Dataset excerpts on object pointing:
____________
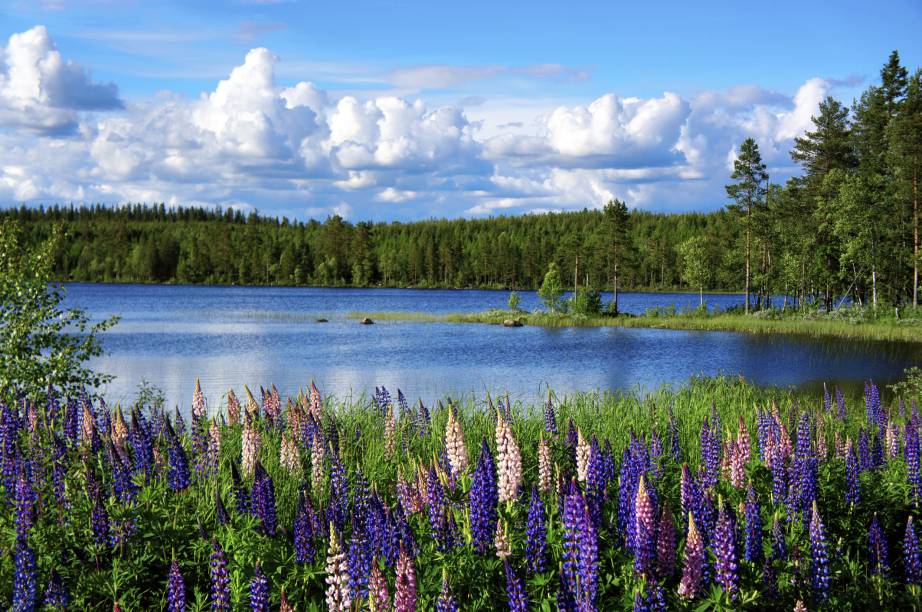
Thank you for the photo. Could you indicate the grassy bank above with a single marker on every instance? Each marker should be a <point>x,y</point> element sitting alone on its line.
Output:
<point>906,329</point>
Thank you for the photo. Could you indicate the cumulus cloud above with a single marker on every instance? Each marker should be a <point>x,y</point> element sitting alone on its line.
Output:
<point>41,91</point>
<point>297,149</point>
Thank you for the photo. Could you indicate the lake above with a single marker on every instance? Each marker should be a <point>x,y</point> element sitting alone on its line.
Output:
<point>228,336</point>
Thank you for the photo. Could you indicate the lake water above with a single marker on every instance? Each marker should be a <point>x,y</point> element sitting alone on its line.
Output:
<point>228,336</point>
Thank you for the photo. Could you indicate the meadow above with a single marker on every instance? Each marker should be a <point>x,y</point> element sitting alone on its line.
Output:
<point>715,495</point>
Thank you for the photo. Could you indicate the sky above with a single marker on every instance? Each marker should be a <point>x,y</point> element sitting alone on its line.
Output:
<point>402,110</point>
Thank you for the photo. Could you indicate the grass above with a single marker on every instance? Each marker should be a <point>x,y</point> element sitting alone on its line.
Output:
<point>844,324</point>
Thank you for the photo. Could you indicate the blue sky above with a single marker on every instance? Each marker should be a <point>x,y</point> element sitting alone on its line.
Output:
<point>402,110</point>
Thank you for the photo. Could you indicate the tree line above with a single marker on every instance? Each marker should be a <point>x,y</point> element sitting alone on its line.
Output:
<point>847,225</point>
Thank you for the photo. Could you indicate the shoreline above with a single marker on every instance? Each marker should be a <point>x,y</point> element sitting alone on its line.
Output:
<point>906,331</point>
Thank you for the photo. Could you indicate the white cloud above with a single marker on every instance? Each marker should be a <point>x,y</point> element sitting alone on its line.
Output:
<point>41,91</point>
<point>252,142</point>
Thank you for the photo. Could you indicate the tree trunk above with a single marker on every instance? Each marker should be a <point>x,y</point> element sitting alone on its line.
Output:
<point>915,239</point>
<point>748,216</point>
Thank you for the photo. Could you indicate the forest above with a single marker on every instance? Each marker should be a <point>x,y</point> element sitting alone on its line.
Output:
<point>847,225</point>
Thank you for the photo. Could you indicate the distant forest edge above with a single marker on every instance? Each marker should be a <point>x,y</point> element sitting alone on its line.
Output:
<point>848,225</point>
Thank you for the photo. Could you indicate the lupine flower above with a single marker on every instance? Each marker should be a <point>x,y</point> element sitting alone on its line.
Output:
<point>582,457</point>
<point>378,597</point>
<point>819,558</point>
<point>665,544</point>
<point>692,562</point>
<point>318,455</point>
<point>544,465</point>
<point>303,532</point>
<point>643,545</point>
<point>250,442</point>
<point>405,589</point>
<point>753,544</point>
<point>259,590</point>
<point>446,601</point>
<point>175,590</point>
<point>501,540</point>
<point>852,471</point>
<point>509,462</point>
<point>535,535</point>
<point>912,564</point>
<point>877,543</point>
<point>100,523</point>
<point>724,544</point>
<point>339,598</point>
<point>515,591</point>
<point>263,500</point>
<point>550,417</point>
<point>580,555</point>
<point>220,581</point>
<point>483,499</point>
<point>25,588</point>
<point>56,595</point>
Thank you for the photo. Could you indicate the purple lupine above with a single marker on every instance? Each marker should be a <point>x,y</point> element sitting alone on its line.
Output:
<point>550,417</point>
<point>178,475</point>
<point>175,590</point>
<point>911,454</point>
<point>779,543</point>
<point>438,511</point>
<point>259,590</point>
<point>25,498</point>
<point>56,595</point>
<point>753,545</point>
<point>692,562</point>
<point>819,558</point>
<point>303,532</point>
<point>220,580</point>
<point>339,492</point>
<point>852,472</point>
<point>25,587</point>
<point>483,499</point>
<point>100,523</point>
<point>665,544</point>
<point>446,601</point>
<point>912,564</point>
<point>515,590</point>
<point>535,535</point>
<point>580,558</point>
<point>724,547</point>
<point>263,500</point>
<point>877,545</point>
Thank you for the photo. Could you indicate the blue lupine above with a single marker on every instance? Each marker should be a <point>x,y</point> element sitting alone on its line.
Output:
<point>912,564</point>
<point>263,500</point>
<point>178,476</point>
<point>535,535</point>
<point>550,417</point>
<point>724,546</point>
<point>753,544</point>
<point>852,473</point>
<point>56,595</point>
<point>877,545</point>
<point>483,498</point>
<point>515,591</point>
<point>176,590</point>
<point>25,587</point>
<point>259,591</point>
<point>220,579</point>
<point>303,532</point>
<point>819,558</point>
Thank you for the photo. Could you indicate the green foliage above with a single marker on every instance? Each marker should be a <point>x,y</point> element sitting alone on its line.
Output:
<point>42,343</point>
<point>551,289</point>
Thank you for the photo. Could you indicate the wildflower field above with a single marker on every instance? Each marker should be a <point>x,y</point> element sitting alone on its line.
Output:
<point>716,495</point>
____________
TASK DIRECTIONS :: Each line of the data is to be duplicated exactly; pictures stay out of the copy.

THE ANSWER ::
Thank you for the photo. Could you indicate the grassy bank above with a single marker on every instance? Each marker should be a <point>x,y</point> element sitting alone on its line.
Output:
<point>906,329</point>
Thank you for the photo. Could you indicate the cumulus cloud above with a single marker on every instance? Each marker should be a <point>x,y</point> element sitting alone on its line.
Output:
<point>41,91</point>
<point>297,149</point>
Thank you for the photo. Could you indicate the lake above with a single marker on every instance? Each marker should be a <point>x,y</point> element sitting alone on its line.
Output:
<point>228,336</point>
Thank you for the photo. Could you indicate the lake water above with a single marker on every instance? Each marker should be a <point>x,y</point> element sitting alone on its line.
Output:
<point>228,336</point>
Thank you for the photo. Could you indicate the meadow above with a single marker on every instance? Each marker should be a <point>x,y</point> element sitting alone on its line.
Output:
<point>715,495</point>
Thank you for the photo. Could you indicate the sky above with a single marker on every instance? Each marker should be a <point>x,y</point> element sitting alone on its line.
Output:
<point>402,110</point>
Thank you for the photo. Could you indicate the grass above with a single marker on every instance? Each marker should be a <point>x,y</point> element sitting alone on its line.
Output:
<point>844,324</point>
Thank you for the photo. Could you indicate the blue sky above with a single marker on every instance? Each marker should be a <point>x,y</point> element sitting alone on its line.
Output:
<point>402,110</point>
Thank you for the photo. Could you indicate the tree line above with a single marker on every instance? Each marker should be a <point>x,y</point> element sitting alone on its line.
Output:
<point>847,225</point>
Thank you for the photo. Could you indicate the shoreline above with a single marker on every instance? Each marker should be a <point>x,y</point> element sitting alone on its line.
Output:
<point>906,331</point>
Thank you for the photo. Could you indicate the white cloud above with a single marker on every instance? Each marker should be a <point>x,y</point> element sitting alone on its line.
Output:
<point>41,91</point>
<point>252,142</point>
Thank you for the photo. Could you indicate the tree trunk above with a single marker on every instance? Each marker should be a <point>x,y</point> element sitting alone on its line.
Output:
<point>915,239</point>
<point>748,216</point>
Thank you for the photo. Could you indicate the forest above with a single marker on every instance? Each marker should be a <point>x,y</point> element sitting alone on its line.
Output:
<point>847,225</point>
Thank you for the photo. Could you indicate the distant forest edge above with a single marker on every instance? Each marker should be a <point>x,y</point> element sitting alone on its line.
Output:
<point>848,225</point>
Thank you for the photo. Could you indicate the lupine flower above with a single marker on every instance? Each marker should be a <point>x,y</point> element sitting alone on its line.
Output:
<point>582,457</point>
<point>378,597</point>
<point>819,558</point>
<point>665,544</point>
<point>692,562</point>
<point>318,455</point>
<point>544,465</point>
<point>303,532</point>
<point>643,545</point>
<point>250,442</point>
<point>405,589</point>
<point>753,544</point>
<point>259,590</point>
<point>446,601</point>
<point>175,590</point>
<point>501,540</point>
<point>852,471</point>
<point>509,462</point>
<point>535,535</point>
<point>912,564</point>
<point>877,543</point>
<point>100,523</point>
<point>724,544</point>
<point>339,598</point>
<point>515,591</point>
<point>263,500</point>
<point>550,417</point>
<point>580,555</point>
<point>220,581</point>
<point>483,499</point>
<point>25,588</point>
<point>56,595</point>
Thank you for the photo. Could you indicate the purple lupine above with a single marker on every instance? Each marker should be a <point>x,y</point> element sitting alone on its line.
Output:
<point>550,417</point>
<point>178,475</point>
<point>175,590</point>
<point>911,454</point>
<point>779,543</point>
<point>438,511</point>
<point>259,590</point>
<point>25,498</point>
<point>56,595</point>
<point>753,545</point>
<point>692,562</point>
<point>819,558</point>
<point>303,532</point>
<point>220,580</point>
<point>339,492</point>
<point>852,472</point>
<point>25,587</point>
<point>483,499</point>
<point>100,523</point>
<point>665,544</point>
<point>446,601</point>
<point>912,564</point>
<point>515,590</point>
<point>535,535</point>
<point>580,558</point>
<point>724,547</point>
<point>263,500</point>
<point>877,545</point>
Thank you for the photo. Could you indicate the blue lupine above with a single marker on every instance? Each marker should be a <point>x,y</point> element sitting alone on its line.
Output:
<point>912,564</point>
<point>263,500</point>
<point>178,476</point>
<point>535,535</point>
<point>550,417</point>
<point>724,546</point>
<point>753,544</point>
<point>852,473</point>
<point>56,595</point>
<point>877,545</point>
<point>483,498</point>
<point>515,591</point>
<point>176,590</point>
<point>25,587</point>
<point>259,591</point>
<point>220,579</point>
<point>303,532</point>
<point>819,558</point>
Thank you for the photo. Could you indicate the green foliage above with a single marker on every instance? Each marker should be a <point>x,y</point> element sitting alone on its line.
Output:
<point>42,343</point>
<point>551,289</point>
Thank you for the photo. Could you indicate the wildflower field above with a single marker on every instance? Each marker should be a <point>x,y</point> element sitting alone on its line.
Output:
<point>716,495</point>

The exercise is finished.